» STATED TASK
Write out only the tail of the records, beginning at the line containing "Pin the silhouette" and including the last line, exactly as written.

Rows from a dataset:
# # # # #
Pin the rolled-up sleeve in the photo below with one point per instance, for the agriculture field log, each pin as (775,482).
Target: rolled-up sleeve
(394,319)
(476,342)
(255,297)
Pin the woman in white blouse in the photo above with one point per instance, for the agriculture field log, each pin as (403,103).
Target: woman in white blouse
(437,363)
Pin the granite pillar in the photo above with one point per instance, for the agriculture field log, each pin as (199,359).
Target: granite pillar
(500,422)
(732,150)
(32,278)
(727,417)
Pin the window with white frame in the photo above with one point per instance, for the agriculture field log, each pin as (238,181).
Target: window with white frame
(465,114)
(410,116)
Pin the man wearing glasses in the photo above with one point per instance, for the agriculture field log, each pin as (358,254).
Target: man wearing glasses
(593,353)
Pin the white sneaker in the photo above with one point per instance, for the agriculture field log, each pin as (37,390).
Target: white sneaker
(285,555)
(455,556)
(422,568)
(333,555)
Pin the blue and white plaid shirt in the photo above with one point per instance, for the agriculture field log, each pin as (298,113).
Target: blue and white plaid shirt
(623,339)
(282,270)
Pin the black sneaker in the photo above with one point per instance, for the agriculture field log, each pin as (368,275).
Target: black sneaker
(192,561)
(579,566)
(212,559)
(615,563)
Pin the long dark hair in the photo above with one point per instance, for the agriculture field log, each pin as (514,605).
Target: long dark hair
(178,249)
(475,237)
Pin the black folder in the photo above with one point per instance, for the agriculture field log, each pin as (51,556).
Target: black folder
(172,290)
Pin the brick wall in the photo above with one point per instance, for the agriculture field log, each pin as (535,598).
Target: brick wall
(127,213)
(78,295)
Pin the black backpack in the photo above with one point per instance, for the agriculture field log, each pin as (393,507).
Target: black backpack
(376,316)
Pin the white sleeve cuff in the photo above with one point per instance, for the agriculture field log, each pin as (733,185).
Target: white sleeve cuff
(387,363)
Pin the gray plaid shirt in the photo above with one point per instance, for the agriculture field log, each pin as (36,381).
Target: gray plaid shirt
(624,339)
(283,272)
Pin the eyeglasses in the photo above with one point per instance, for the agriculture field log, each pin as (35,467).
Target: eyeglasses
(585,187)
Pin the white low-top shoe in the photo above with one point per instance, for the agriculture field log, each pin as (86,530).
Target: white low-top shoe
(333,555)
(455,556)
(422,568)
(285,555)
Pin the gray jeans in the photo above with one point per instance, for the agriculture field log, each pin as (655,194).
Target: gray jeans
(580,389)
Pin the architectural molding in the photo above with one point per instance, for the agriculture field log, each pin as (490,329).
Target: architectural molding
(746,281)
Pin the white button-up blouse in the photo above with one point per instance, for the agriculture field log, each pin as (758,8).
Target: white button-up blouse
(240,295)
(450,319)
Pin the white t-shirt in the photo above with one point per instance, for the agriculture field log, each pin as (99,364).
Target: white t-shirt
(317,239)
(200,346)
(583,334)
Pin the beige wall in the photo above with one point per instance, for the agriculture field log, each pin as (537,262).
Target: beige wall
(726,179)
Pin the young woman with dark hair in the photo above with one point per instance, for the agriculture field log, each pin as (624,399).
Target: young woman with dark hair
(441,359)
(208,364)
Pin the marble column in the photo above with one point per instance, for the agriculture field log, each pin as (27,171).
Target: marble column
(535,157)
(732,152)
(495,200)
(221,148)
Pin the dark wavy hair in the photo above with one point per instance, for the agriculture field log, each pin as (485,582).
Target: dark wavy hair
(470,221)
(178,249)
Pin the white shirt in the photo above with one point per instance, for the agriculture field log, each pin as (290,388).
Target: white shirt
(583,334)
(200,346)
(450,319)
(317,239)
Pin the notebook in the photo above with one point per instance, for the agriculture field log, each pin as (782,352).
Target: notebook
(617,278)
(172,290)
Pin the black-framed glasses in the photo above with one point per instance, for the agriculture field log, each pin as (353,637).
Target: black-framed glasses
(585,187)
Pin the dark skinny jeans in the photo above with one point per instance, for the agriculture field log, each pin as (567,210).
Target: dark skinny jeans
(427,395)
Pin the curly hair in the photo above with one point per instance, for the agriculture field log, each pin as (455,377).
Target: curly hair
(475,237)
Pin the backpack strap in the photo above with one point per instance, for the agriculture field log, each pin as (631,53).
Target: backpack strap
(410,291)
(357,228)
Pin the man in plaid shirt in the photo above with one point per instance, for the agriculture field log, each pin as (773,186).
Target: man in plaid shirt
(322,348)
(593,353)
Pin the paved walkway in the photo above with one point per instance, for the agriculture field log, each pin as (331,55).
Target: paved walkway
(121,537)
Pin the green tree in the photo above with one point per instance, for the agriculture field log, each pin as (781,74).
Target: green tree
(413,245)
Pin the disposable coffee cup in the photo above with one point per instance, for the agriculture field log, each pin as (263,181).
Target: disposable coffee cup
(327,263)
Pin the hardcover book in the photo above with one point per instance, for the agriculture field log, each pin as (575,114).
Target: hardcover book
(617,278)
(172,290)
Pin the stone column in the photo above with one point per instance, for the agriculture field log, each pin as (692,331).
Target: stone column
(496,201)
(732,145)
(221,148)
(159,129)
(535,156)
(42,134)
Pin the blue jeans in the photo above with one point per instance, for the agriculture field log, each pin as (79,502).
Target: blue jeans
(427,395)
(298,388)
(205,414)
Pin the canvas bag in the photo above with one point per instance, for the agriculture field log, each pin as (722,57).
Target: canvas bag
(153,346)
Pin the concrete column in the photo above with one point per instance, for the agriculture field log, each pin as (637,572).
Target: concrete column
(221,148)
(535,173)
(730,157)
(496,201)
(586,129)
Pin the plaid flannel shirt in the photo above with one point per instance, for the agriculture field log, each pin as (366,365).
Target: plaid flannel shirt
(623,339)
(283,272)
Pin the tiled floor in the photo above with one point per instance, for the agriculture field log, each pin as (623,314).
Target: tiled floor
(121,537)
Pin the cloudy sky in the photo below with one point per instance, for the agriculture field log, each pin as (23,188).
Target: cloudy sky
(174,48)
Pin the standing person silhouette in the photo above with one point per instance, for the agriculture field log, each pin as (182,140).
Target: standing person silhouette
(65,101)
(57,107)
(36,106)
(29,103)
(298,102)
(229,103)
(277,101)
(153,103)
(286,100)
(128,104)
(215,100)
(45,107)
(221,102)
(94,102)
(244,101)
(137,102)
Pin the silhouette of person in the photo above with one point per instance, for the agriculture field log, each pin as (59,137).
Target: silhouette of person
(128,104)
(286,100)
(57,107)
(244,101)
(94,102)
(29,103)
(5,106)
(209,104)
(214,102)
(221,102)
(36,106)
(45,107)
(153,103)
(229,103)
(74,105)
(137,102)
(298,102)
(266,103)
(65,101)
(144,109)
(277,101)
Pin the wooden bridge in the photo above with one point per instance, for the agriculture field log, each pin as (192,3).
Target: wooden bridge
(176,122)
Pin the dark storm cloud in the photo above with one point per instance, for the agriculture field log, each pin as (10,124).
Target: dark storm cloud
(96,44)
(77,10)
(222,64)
# # # # #
» TASK ANSWER
Pin the silhouette of person in the photo above with one point per instance, for the agriculture field log, each pin as (59,137).
Target: silhouette of person
(128,104)
(286,100)
(57,107)
(244,101)
(94,102)
(29,103)
(5,106)
(209,104)
(214,102)
(221,102)
(36,106)
(45,107)
(153,103)
(229,103)
(74,105)
(137,102)
(298,102)
(266,103)
(65,101)
(144,109)
(277,101)
Pin the wooden bridge in the photo above with one point per instance, for the agriculture field log, each pin as (192,3).
Target: wooden bridge
(176,122)
Pin the dark storm cloud in the photo above with one point per instance, for the agriculture field log, each pin as (10,124).
Target: dark storm cloud
(96,44)
(77,10)
(222,64)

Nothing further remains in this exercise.